• What the task requires
Tally the lines in the records below that contain the string "outline". Report only the count.

——————

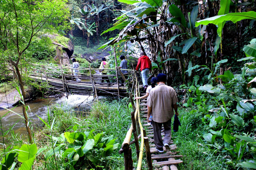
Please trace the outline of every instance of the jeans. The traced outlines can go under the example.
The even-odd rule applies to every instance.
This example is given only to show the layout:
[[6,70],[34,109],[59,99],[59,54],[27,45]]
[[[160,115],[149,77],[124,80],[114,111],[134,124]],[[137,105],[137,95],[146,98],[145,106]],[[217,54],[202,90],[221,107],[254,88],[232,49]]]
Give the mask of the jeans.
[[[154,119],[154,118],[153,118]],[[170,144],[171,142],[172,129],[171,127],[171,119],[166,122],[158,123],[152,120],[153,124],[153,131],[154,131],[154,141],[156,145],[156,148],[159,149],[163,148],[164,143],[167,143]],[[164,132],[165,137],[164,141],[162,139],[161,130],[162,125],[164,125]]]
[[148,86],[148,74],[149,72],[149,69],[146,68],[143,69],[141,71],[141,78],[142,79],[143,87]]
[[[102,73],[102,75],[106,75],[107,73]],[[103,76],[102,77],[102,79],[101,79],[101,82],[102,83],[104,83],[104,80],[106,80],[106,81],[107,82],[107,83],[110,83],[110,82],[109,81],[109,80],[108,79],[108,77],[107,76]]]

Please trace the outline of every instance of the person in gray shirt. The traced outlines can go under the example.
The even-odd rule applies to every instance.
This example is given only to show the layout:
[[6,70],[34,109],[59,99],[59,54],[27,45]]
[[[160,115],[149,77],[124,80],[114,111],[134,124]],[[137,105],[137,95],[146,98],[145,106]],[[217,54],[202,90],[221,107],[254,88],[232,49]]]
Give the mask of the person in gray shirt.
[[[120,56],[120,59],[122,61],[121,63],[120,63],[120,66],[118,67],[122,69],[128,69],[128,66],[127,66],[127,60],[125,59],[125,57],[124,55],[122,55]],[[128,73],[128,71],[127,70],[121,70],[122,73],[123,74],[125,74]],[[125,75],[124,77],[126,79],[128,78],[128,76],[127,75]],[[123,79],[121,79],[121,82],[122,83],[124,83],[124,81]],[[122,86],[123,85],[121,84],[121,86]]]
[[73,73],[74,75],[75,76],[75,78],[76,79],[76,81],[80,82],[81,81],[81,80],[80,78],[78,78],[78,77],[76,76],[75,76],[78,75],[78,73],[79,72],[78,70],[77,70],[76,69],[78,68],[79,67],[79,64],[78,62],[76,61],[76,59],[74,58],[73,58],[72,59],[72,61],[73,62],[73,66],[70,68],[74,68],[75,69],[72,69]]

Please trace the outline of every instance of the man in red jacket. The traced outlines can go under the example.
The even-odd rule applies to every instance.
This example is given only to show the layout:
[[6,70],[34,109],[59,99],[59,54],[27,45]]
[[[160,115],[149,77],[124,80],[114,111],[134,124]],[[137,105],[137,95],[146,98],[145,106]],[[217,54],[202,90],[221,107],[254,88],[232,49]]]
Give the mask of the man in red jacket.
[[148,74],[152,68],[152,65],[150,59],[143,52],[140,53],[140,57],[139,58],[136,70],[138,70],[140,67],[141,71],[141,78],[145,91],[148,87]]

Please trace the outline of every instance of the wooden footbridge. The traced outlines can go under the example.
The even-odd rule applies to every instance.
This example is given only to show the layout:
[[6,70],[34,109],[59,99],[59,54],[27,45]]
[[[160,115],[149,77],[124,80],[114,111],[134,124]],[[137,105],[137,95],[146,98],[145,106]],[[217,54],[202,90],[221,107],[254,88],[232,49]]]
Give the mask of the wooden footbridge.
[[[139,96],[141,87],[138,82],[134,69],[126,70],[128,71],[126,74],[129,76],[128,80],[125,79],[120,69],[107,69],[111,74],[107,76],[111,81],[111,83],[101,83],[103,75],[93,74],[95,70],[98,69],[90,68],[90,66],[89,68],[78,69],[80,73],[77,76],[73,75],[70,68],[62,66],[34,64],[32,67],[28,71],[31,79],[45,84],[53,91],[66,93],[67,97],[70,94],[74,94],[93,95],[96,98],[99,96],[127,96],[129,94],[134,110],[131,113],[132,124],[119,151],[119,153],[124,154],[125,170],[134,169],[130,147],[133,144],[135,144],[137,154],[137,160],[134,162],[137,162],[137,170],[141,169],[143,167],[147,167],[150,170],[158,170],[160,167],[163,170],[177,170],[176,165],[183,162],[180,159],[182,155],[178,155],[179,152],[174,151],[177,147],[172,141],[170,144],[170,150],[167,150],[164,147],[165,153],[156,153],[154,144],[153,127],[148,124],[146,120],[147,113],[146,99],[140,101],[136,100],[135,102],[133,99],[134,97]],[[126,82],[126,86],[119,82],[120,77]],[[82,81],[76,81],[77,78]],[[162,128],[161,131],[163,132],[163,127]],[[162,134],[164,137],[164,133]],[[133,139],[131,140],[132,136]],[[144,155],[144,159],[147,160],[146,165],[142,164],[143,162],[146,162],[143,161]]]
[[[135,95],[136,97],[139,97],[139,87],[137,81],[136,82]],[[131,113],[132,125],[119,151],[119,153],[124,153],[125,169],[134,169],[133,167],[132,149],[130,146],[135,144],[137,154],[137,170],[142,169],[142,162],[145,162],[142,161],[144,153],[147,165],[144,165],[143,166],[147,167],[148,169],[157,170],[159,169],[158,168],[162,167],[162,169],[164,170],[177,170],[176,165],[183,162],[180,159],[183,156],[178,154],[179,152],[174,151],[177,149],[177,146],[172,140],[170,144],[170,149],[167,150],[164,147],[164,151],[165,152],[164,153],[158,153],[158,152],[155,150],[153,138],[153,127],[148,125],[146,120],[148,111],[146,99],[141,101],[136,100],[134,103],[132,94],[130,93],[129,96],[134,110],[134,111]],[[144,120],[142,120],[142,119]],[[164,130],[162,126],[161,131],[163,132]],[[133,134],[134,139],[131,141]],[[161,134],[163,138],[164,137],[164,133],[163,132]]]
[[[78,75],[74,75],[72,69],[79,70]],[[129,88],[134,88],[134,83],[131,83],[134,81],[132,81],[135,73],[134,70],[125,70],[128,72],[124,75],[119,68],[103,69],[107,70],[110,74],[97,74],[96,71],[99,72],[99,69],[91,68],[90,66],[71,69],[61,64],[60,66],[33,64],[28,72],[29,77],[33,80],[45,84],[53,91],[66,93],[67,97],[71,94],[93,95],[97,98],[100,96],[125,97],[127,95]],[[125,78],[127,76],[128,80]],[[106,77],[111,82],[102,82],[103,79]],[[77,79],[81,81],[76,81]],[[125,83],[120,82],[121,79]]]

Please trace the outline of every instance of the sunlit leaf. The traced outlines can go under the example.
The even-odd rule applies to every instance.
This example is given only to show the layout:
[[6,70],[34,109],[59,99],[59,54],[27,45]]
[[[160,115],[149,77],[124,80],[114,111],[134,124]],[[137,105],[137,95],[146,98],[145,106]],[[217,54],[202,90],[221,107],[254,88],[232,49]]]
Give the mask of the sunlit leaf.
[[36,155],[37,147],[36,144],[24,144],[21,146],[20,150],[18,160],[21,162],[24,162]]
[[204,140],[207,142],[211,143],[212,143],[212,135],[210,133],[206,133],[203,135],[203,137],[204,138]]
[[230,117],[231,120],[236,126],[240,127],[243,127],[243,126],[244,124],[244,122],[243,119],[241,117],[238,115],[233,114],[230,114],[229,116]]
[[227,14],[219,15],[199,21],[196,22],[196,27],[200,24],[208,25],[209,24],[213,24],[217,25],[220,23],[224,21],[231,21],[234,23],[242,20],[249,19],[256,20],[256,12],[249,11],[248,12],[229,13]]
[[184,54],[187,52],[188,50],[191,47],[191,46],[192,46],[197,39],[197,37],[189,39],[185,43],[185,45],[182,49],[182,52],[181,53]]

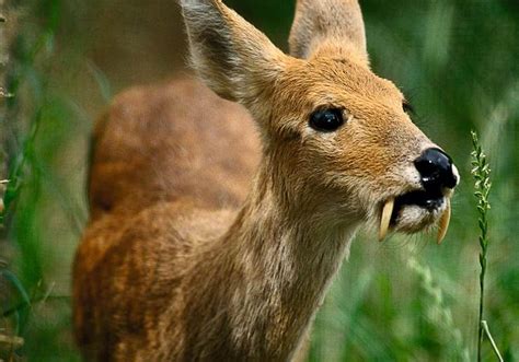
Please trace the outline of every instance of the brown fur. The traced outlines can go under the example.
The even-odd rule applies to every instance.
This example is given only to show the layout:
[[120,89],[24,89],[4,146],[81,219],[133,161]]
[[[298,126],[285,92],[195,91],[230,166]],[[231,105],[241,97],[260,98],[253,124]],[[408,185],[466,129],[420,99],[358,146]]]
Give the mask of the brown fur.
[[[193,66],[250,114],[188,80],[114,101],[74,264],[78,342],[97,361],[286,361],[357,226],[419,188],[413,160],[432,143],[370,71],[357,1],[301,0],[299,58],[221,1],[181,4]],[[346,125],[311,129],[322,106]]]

——————

• The solution
6